_Zu erledigende Aufgaben_:
a: Kürzen Sie im Text zur Aufteilung der Witwenrente den Absatz, der mit „Die Vorschrift regelt die Aufteilung“ beginnt, oder machen Sie eine Liste daraus. Die wichtigsten Fakten müssen erhalten bleiben.
b: Setzen Sie den Text zur Aufteilung der Witwenrente nach seinem letzten Satz fort.

══ Textauszug

0 Rechtsentwicklung

 

Rz. 1

§ 91 ist mit Wirkung zum 1.1.1992 auf der Grundlage von Art. 1 RRG 1992 v. 18.12.1989 (BGBl. I S. 2261) in Kraft getreten und gilt seitdem unverändert fort. Die Bestimmung ist an die Stelle der (hinsichtlich der Rentenaufteilung im Wesentlichen inhaltsgleichen) § 1268 Abs. 4 und 5 RVO, § 45 Abs. 4 und 5 AVG getreten.

1 Allgemeines

 

Rz. 1a

Die Vorschrift regelt die Aufteilung einer Witwen- bzw. Witwerrente aus der Versicherung eines (verstorbenen) Versicherten auf mehrere Berechtigte. Durch diese Aufteilungsverpflichtung soll vermieden werden, dass die Versichertengemeinschaft durch die Bewilligung von mehr als nur einer Witwen- bzw. Witwerrente belastet wird, wenn Versicherte mehr als nur eine Ehe eingegangen sind und deshalb mehrere Witwen bzw. Witwer Anspruch auf Hinterbliebenenrente haben (ständige Rechtsprechung, vgl. z.B. BSG, Urteil v. 26.5.1971, 5 RJ 154/70, BSGE 33 S. 7; BSG, SozR Nr. 20 zu § 1268 RVO). Maßgebliches Kriterium für die Aufteilung der Hinterbliebenenrente ist der auf den jeweiligen Berechtigten entfallende Anteil an der Gesamtehezeit: Jeder Berechtigte erhält den Teil der Witwen- bzw. Witwerrente, der dem Verhältnis der Dauer ihrer/seiner Ehe mit der/dem Versicherten zu der Dauer der Ehe(n) der anderen Berechtigten mit der/dem Versicherten entspricht. Jedem der Berechtigten steht nur ein Recht auf Beteiligung (Ehezeitanteil) an der einen, nach dem Versicherten zu zahlenden Hinterbliebenenrente zu (vgl. BVerfGE 66 S. 66 = SozR 2200 § 1268 RVO Nr. 23; BSG, SozR 2200 § 1268 RVO Nr. 32). Es besteht ein gesetzlicher Zwang zur Teilung dieser einen Rente (BSG, a. a.O.).

════
══ Datenauszug

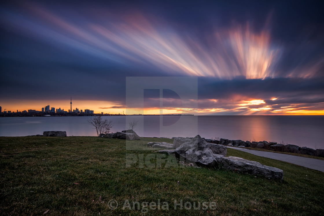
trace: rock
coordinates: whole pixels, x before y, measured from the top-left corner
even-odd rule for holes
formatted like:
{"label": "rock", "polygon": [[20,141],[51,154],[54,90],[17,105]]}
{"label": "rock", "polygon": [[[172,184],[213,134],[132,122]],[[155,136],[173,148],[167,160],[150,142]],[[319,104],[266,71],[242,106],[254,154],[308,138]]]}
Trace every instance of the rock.
{"label": "rock", "polygon": [[324,157],[324,149],[316,149],[316,156],[318,157]]}
{"label": "rock", "polygon": [[218,164],[209,147],[206,141],[197,135],[176,149],[175,153],[180,159],[185,159],[187,163],[194,162],[199,166],[215,167]]}
{"label": "rock", "polygon": [[275,151],[281,151],[284,146],[282,144],[276,144],[270,146],[270,147]]}
{"label": "rock", "polygon": [[252,148],[256,148],[257,146],[258,142],[253,141],[251,143],[250,147]]}
{"label": "rock", "polygon": [[228,143],[226,143],[228,141],[228,139],[221,138],[219,140],[219,142],[218,142],[218,144],[220,145],[226,145],[228,144]]}
{"label": "rock", "polygon": [[213,154],[213,156],[215,158],[215,159],[216,160],[222,157],[224,157],[224,155],[222,155],[222,154]]}
{"label": "rock", "polygon": [[232,141],[233,145],[235,146],[238,146],[242,145],[244,146],[245,146],[246,143],[243,140],[236,140]]}
{"label": "rock", "polygon": [[257,146],[257,148],[263,149],[264,148],[264,144],[263,144],[263,142],[259,142],[258,143],[258,145]]}
{"label": "rock", "polygon": [[116,133],[116,138],[121,140],[133,140],[135,136],[133,133],[125,132],[117,132]]}
{"label": "rock", "polygon": [[299,147],[298,145],[288,144],[285,145],[284,148],[288,152],[299,153]]}
{"label": "rock", "polygon": [[284,171],[280,169],[263,165],[256,161],[237,157],[224,157],[220,159],[225,169],[236,172],[260,175],[268,178],[282,180]]}
{"label": "rock", "polygon": [[163,149],[163,150],[159,150],[156,151],[156,152],[166,152],[168,154],[174,154],[175,151],[175,149]]}
{"label": "rock", "polygon": [[207,143],[210,145],[209,148],[214,154],[221,154],[223,156],[226,156],[227,153],[227,147],[223,145],[218,145],[213,143]]}
{"label": "rock", "polygon": [[180,137],[175,137],[174,138],[174,139],[173,140],[173,148],[175,149],[176,149],[182,144],[191,140],[191,139],[189,138]]}
{"label": "rock", "polygon": [[126,130],[125,131],[122,131],[122,132],[123,132],[124,133],[131,133],[134,134],[134,139],[136,140],[139,140],[141,139],[141,138],[140,136],[137,135],[137,134],[134,131],[132,130]]}
{"label": "rock", "polygon": [[264,148],[268,148],[270,146],[269,143],[267,141],[263,140],[262,142],[263,142],[263,144],[264,145]]}
{"label": "rock", "polygon": [[66,131],[44,131],[43,132],[44,136],[47,137],[66,137]]}
{"label": "rock", "polygon": [[114,139],[116,138],[116,133],[106,133],[103,137],[105,138],[110,138]]}
{"label": "rock", "polygon": [[316,154],[316,150],[311,148],[302,147],[300,148],[300,153],[315,156]]}
{"label": "rock", "polygon": [[151,146],[152,147],[154,148],[162,148],[164,149],[171,149],[173,147],[173,144],[168,142],[153,142],[152,143],[149,142],[147,143],[148,146],[149,143],[152,144]]}

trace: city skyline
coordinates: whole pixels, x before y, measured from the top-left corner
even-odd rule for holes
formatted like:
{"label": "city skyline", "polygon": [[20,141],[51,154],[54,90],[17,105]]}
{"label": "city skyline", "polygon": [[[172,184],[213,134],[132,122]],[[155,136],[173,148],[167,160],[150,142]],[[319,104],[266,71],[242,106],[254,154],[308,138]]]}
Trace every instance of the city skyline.
{"label": "city skyline", "polygon": [[5,2],[3,111],[67,110],[72,96],[97,113],[158,114],[160,95],[126,107],[126,78],[189,76],[198,98],[164,96],[163,113],[324,114],[319,2]]}

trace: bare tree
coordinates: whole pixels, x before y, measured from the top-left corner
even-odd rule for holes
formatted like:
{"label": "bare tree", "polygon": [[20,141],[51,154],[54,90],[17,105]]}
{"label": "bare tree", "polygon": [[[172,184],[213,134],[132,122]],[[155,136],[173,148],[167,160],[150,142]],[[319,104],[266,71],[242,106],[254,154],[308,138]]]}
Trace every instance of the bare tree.
{"label": "bare tree", "polygon": [[137,127],[138,124],[138,120],[135,120],[135,119],[134,119],[133,121],[130,121],[128,123],[128,130],[132,130],[133,131],[135,128]]}
{"label": "bare tree", "polygon": [[114,126],[111,119],[108,120],[107,119],[104,119],[101,116],[89,118],[87,121],[88,124],[93,127],[94,129],[96,129],[98,136],[100,133],[110,133],[110,129]]}

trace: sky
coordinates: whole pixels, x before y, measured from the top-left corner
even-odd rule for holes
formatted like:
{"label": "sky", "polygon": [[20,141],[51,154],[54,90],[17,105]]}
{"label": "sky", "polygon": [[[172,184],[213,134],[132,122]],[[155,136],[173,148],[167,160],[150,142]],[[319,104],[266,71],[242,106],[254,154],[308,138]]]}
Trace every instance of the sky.
{"label": "sky", "polygon": [[[67,111],[72,97],[97,113],[324,114],[320,1],[0,5],[3,111]],[[196,77],[197,94],[127,107],[129,77]]]}

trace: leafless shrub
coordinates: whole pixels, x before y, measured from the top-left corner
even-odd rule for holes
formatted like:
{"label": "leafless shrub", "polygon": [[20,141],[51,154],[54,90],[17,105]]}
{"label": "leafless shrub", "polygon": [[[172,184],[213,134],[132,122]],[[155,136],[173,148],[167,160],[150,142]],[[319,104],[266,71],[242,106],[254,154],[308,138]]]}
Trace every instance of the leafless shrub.
{"label": "leafless shrub", "polygon": [[88,123],[92,125],[95,129],[98,136],[100,133],[108,133],[110,132],[110,129],[114,126],[112,120],[107,119],[104,119],[101,116],[95,116],[90,118],[87,120]]}
{"label": "leafless shrub", "polygon": [[138,120],[135,120],[135,119],[134,119],[132,121],[130,121],[128,123],[128,130],[132,130],[134,131],[135,129],[135,128],[137,127],[138,124]]}

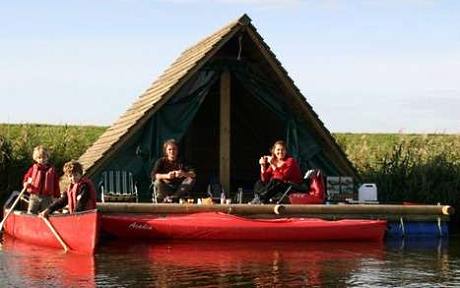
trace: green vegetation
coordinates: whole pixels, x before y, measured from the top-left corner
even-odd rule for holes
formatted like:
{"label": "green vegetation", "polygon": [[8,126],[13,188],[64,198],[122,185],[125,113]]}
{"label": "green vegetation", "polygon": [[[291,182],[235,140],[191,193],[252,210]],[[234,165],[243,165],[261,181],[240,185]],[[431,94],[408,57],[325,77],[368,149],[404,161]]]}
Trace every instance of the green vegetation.
{"label": "green vegetation", "polygon": [[[0,191],[20,187],[32,163],[32,150],[43,144],[58,168],[78,158],[106,127],[0,124]],[[379,200],[448,203],[460,206],[460,135],[334,135],[363,182],[375,182]]]}
{"label": "green vegetation", "polygon": [[58,168],[77,159],[104,132],[106,127],[0,124],[0,191],[21,187],[22,176],[33,163],[32,151],[45,145],[51,151],[50,161]]}
{"label": "green vegetation", "polygon": [[460,205],[460,135],[337,134],[382,202]]}

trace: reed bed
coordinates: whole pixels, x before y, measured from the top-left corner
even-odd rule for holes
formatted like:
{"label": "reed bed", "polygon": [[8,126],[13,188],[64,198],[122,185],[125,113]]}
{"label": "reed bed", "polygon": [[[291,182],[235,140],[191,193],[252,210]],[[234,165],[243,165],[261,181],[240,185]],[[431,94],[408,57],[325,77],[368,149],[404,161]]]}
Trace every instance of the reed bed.
{"label": "reed bed", "polygon": [[[42,144],[60,169],[78,158],[106,129],[97,126],[0,124],[0,191],[18,189]],[[460,207],[460,135],[334,134],[361,175],[375,182],[384,203],[417,202]]]}
{"label": "reed bed", "polygon": [[50,149],[50,162],[59,170],[65,162],[80,157],[105,129],[97,126],[0,124],[0,199],[21,187],[22,176],[33,163],[35,146],[45,145]]}

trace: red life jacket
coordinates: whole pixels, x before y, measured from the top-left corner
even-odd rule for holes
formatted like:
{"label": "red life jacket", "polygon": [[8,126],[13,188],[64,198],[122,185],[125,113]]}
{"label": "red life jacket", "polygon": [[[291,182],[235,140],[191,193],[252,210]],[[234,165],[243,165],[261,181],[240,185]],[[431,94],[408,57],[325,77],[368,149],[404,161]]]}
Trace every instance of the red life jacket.
{"label": "red life jacket", "polygon": [[81,188],[83,185],[88,187],[89,192],[89,199],[86,202],[86,207],[84,210],[92,210],[96,209],[96,189],[94,189],[93,183],[88,178],[82,177],[80,181],[76,184],[70,184],[69,188],[67,189],[67,198],[68,198],[68,207],[69,213],[75,213],[75,209],[77,208],[78,202],[78,195],[81,193]]}
{"label": "red life jacket", "polygon": [[[27,192],[37,195],[59,196],[59,179],[53,166],[35,163],[27,171],[24,178],[29,177],[32,182],[27,188]],[[29,179],[24,179],[24,181],[28,182]]]}

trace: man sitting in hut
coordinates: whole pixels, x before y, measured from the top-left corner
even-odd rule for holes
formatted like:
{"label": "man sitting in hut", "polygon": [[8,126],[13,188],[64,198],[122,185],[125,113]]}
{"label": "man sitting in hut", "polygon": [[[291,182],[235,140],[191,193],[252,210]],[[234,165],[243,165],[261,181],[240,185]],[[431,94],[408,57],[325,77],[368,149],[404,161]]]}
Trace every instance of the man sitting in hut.
{"label": "man sitting in hut", "polygon": [[163,144],[163,157],[157,160],[151,173],[157,202],[177,202],[179,198],[188,195],[195,184],[195,172],[179,160],[178,154],[176,140],[166,140]]}

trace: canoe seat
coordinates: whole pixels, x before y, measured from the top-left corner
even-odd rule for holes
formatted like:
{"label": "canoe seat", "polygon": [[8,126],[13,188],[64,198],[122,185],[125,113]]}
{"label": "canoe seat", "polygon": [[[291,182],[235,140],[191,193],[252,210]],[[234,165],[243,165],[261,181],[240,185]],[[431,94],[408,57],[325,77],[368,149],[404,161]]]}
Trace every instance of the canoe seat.
{"label": "canoe seat", "polygon": [[101,173],[99,181],[102,202],[138,202],[137,186],[133,174],[124,170]]}

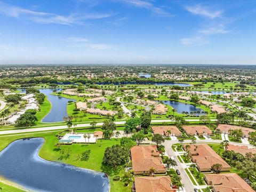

════

_Antworten_:
a:
- Die Vorschrift regelt, wie eine Witwen- oder Witwerrente aus der Versicherung eines verstorbenen Versicherten auf mehrere Berechtigte verteilt wird.
- Zweck: Hat der Versicherte mehr als eine Ehe geschlossen und haben deshalb mehrere Witwen oder Witwer Anspruch, soll die Versichertengemeinschaft trotzdem nur mit einer Hinterbliebenenrente belastet werden.
- Maßstab ist der Anteil an der Gesamtehezeit. Jeder Berechtigte erhält den Teil der Rente, der dem Verhältnis der Dauer seiner Ehe mit dem Versicherten zur Dauer der Ehen der anderen Berechtigten entspricht.
- Jeder Berechtigte hat nur ein Recht auf Beteiligung an der einen Hinterbliebenenrente.
- Diese eine Rente muss kraft Gesetzes geteilt werden.

b:
2 Rechtspraxis

2.1 Anspruch auf Hinterbliebenenrente für mehrere Berechtigte

 

Rz. 2

Die aufzuteilende Witwen- oder Witwerrente umfasst die Ansprüche auf kleine bzw. große Witwenrente gemäß § 46 Abs. 1 und Abs. 2, die wiederaufgelebte Witwen- bzw. Witwerrente nach § 46 Abs. 3 und den Anspruch auf die sog. Geschiedenenwitwenrente nach § 243. Durch die Einführung des Versorgungsausgleichs mit Wirkung zum 1.7.1977 hat das von § 91 geregelte Konkurrenzverhältnis im Ergebnis nur noch Bedeutung für Ansprüche auf Witwen- bzw. Witwerrenten nach § 46 Abs. 1, Abs. 2 und Abs. 3 auf der einen Seite und – auf Scheidungen vor dem 1.7.1977 beruhende – Ansprüche auf Witwen- bzw. Witwerrenten nach § 243 auf der anderen Seite (vgl. zu weiteren denkbaren Fällen mehrerer Berechtigter und der daraus resultierenden Aufteilung der Witwen- bzw. Witwerrente Rz. 3 sowie die Komm. zu § 46). Der durchgeführte Versorgungsausgleich steht einem Anspruch auf Hinterbliebenenrente aus der Versicherung des verstorbenen geschiedenen Ehepartners entgegen, so dass mehrere Berechtigte i.S.d. § 91 dann nicht vorhanden sind (so auch Löns, in: Kreikebohm, SGB VI, § 91 Rz. 2). Aufgrund der in § 46 Abs. 4 mit Wirkung zum 1.1.2005 durch das Gesetz zur Überarbeitung des Lebenspartnerschaftsrechts eingeführten Gleichstellungsklausel für eingetragene Lebenspartnerschaften (vgl. insoweit die Komm. zu § 46) erfasst § 91 auch die Fälle der Aufteilung der Hinterbliebenenrente aus der Versicherung des verstorbenen (eingetragenen) Lebenspartners.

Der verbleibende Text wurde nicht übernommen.